Exercise objective: Exact copies are required of the lines from the line containing "Target: zebra muzzle" through the final line of the listing, both included, and of no other lines.

Records for processing:
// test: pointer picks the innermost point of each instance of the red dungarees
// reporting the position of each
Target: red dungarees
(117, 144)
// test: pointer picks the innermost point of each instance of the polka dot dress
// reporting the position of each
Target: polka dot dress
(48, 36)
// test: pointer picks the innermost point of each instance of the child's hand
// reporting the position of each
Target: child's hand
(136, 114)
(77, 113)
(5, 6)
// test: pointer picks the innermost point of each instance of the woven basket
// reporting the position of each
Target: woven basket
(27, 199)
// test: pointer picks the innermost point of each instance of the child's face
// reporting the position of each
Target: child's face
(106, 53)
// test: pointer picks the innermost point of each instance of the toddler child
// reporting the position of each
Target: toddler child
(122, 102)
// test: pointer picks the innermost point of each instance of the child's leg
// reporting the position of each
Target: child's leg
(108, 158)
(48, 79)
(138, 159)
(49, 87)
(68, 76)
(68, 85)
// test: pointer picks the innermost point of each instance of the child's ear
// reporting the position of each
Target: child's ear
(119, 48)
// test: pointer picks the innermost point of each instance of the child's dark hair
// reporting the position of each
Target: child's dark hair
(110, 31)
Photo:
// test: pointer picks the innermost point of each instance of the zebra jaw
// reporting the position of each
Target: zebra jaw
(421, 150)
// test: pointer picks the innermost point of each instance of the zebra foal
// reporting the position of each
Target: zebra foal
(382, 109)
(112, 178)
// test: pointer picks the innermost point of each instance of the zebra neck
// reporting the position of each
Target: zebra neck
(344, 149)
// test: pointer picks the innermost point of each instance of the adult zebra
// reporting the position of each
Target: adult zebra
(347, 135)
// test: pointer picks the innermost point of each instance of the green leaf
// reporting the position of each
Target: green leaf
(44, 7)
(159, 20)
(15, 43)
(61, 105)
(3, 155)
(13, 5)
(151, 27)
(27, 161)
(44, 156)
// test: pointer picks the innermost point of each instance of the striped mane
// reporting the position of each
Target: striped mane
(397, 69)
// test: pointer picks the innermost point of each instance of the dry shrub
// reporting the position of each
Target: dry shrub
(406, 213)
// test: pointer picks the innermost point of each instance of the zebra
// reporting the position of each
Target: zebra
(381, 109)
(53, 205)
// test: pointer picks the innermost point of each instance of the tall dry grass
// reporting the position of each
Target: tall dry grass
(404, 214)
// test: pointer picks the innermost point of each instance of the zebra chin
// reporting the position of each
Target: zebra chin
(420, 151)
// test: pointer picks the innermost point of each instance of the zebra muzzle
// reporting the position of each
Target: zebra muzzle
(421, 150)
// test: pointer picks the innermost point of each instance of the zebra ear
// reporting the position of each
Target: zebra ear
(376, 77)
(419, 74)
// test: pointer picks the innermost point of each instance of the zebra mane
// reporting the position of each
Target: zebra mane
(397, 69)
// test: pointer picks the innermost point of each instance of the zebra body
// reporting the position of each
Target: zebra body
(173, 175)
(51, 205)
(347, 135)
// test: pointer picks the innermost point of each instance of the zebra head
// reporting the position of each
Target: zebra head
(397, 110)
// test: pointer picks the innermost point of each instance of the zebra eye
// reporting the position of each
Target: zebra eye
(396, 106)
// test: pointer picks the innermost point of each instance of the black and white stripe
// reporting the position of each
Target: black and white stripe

Solution to the exercise:
Target: zebra muzzle
(421, 150)
// test: pointer picks the innermost point of each instance of the zebra ear
// reporting the position of each
Target: zebra ear
(376, 77)
(419, 74)
// test: pointer picks the innermost point of each instance of the zebra mane
// reporting the position of each
Target: zebra mane
(397, 69)
// test: pointer picks the innermost point of each instance of the zebra body
// reporting the position of each
Target: zebra body
(173, 175)
(51, 205)
(347, 135)
// test: pointer picks the innermost point of each instance of the zebra head
// reporting the position of each
Target: zebra head
(397, 110)
// test: pointer picks the innermost point of each instance of the zebra eye
// reporting the position of each
Target: zebra eye
(396, 106)
// test: pointer picks the innermost point of each instance of the black and white stripe
// reporting the position of each
Target: black and white stripe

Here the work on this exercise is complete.